---------- Task inputs
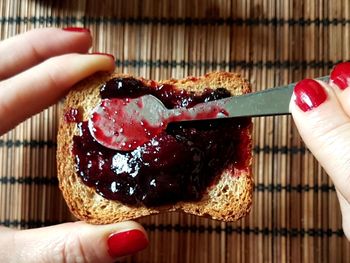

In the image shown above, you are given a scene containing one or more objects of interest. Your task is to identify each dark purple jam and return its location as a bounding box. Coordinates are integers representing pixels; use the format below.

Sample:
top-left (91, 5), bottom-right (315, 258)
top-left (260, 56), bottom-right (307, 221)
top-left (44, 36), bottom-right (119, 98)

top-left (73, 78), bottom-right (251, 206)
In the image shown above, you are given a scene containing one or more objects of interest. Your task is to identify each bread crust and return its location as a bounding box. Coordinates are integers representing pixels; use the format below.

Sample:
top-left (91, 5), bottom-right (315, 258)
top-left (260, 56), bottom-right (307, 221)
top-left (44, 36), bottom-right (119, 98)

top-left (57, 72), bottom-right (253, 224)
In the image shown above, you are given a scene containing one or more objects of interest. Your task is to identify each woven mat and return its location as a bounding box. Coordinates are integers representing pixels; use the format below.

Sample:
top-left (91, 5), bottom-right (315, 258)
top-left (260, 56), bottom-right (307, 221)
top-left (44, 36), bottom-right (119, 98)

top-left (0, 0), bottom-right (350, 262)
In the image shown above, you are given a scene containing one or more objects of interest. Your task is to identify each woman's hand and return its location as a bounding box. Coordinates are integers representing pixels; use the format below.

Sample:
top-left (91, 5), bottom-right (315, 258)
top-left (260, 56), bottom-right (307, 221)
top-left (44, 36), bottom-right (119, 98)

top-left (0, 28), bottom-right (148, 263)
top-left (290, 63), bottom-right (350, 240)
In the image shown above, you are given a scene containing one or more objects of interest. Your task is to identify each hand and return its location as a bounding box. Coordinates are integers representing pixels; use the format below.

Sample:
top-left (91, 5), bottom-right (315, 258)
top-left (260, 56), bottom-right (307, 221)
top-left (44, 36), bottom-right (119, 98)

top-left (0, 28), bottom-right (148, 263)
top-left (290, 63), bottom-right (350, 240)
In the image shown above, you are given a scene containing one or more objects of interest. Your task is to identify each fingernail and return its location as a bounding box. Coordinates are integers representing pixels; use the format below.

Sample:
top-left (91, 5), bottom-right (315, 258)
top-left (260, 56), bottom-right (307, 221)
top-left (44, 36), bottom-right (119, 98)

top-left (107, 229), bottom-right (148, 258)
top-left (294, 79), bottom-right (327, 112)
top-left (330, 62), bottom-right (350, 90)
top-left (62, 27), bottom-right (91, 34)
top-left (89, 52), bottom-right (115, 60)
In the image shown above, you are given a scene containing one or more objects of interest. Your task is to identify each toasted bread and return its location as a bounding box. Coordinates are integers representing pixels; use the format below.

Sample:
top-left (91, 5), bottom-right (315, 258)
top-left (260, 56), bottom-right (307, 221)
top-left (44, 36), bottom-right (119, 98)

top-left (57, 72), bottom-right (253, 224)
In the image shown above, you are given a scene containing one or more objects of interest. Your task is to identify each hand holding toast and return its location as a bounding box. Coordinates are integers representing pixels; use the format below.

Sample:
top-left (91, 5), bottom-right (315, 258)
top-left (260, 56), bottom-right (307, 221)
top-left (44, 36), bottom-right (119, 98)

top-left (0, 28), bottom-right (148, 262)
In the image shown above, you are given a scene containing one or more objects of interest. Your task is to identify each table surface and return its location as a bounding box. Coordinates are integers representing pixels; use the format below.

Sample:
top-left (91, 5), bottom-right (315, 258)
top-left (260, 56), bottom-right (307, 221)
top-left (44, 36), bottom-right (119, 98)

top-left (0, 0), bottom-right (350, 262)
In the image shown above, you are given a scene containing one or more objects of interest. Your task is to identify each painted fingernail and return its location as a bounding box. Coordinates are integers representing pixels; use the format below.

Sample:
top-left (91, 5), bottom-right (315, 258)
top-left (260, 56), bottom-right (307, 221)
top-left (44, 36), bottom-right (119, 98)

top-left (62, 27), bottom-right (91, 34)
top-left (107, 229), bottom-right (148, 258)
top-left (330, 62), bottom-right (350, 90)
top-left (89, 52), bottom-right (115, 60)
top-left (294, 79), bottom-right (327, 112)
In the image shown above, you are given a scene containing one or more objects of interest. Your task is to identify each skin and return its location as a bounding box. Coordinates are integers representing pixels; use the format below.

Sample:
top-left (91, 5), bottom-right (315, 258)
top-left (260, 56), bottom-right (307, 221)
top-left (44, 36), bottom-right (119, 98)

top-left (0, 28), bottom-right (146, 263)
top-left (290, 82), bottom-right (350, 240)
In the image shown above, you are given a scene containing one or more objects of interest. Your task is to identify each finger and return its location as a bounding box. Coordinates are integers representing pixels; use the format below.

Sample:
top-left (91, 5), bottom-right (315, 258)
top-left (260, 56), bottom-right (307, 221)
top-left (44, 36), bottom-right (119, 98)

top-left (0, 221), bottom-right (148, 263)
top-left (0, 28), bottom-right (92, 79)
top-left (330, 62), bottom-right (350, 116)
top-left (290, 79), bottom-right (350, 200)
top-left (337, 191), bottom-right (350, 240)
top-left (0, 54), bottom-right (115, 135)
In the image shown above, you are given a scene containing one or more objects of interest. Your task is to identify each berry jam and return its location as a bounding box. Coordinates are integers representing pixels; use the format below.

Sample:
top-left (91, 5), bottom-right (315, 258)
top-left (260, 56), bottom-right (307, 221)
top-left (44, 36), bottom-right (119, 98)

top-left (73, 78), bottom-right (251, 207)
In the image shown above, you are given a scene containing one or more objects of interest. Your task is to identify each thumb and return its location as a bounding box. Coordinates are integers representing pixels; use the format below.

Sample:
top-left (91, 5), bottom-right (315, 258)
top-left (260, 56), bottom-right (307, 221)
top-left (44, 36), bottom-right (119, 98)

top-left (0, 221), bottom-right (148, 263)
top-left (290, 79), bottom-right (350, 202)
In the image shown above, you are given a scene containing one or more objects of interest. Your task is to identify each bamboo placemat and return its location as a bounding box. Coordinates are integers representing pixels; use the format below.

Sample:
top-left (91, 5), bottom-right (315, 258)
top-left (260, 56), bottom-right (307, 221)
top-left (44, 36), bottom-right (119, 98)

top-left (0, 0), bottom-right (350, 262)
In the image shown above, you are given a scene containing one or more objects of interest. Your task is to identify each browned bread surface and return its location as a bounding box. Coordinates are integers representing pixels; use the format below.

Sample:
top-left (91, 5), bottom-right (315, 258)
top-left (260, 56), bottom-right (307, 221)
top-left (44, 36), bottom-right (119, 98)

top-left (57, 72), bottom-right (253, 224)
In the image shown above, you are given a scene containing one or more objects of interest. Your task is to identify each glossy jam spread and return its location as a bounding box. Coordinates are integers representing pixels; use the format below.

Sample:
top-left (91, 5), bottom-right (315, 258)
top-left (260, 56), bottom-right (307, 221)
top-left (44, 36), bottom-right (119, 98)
--------------------
---------- Task inputs
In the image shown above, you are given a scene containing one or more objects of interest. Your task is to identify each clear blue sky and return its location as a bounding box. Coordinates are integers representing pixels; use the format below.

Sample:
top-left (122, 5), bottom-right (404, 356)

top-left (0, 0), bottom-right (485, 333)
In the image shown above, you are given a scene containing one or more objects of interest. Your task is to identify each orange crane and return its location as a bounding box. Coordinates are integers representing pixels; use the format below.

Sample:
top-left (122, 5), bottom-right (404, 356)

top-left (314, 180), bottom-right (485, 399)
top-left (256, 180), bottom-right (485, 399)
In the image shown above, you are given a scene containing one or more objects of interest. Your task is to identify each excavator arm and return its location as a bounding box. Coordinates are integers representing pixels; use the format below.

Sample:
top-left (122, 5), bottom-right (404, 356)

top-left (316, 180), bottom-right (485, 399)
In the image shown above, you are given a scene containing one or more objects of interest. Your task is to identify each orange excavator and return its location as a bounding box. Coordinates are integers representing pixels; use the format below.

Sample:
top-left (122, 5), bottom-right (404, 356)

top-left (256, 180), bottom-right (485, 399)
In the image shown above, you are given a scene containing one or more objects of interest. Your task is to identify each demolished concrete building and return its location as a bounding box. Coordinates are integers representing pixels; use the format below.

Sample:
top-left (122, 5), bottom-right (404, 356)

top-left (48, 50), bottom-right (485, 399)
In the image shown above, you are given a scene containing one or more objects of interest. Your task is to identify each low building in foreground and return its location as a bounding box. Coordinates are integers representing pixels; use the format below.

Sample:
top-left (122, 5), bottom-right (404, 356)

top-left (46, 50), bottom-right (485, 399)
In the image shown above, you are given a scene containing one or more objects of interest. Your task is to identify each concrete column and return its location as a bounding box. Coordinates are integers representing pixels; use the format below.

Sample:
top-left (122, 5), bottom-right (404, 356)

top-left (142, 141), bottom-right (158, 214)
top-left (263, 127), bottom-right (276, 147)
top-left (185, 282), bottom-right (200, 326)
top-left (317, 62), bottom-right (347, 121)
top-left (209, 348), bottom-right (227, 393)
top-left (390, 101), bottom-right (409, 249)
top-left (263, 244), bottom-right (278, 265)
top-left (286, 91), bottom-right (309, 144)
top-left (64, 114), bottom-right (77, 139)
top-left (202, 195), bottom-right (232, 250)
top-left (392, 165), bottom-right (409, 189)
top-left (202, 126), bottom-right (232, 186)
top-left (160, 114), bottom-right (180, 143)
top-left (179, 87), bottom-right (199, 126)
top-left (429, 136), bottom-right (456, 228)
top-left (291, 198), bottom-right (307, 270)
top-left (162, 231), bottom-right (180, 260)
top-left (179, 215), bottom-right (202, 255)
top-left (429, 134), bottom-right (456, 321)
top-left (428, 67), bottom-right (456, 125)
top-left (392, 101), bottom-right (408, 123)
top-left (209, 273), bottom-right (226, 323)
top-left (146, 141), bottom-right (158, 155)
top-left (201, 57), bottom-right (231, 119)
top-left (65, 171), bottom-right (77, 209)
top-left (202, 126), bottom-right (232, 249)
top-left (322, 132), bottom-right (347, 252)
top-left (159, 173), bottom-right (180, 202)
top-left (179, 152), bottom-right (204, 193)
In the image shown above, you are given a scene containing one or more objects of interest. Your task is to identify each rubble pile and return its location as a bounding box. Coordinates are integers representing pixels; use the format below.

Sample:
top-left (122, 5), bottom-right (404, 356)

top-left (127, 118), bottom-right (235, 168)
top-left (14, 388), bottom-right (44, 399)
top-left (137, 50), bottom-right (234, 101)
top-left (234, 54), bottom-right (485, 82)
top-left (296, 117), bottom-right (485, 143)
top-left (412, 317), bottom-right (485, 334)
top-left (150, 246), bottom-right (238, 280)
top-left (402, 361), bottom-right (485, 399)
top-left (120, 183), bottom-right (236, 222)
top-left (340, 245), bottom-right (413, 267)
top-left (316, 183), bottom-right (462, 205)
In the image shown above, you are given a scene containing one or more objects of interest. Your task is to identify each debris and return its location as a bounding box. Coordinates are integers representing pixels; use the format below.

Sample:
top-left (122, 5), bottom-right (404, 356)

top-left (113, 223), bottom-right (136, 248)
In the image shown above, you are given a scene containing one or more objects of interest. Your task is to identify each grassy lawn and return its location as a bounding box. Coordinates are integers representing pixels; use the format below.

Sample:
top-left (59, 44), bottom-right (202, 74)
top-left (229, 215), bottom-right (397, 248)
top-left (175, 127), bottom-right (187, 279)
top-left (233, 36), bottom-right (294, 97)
--------------------
▸ The task: Write out again the lines above, from the line with "identify each thumb" up to and including the line with "top-left (290, 79), bottom-right (350, 202)", requests included. Shift every coordinate in the answers up by 117.

▸ Solution to this task:
In the image shown above, you are given a scene containing one or more objects of interest. Your task is to identify each thumb and return its location as a bounding box. Coordinates are integers representing pixels; use the format below.

Sample:
top-left (91, 5), bottom-right (315, 258)
top-left (260, 56), bottom-right (307, 221)
top-left (44, 36), bottom-right (119, 98)

top-left (117, 338), bottom-right (265, 380)
top-left (407, 196), bottom-right (467, 319)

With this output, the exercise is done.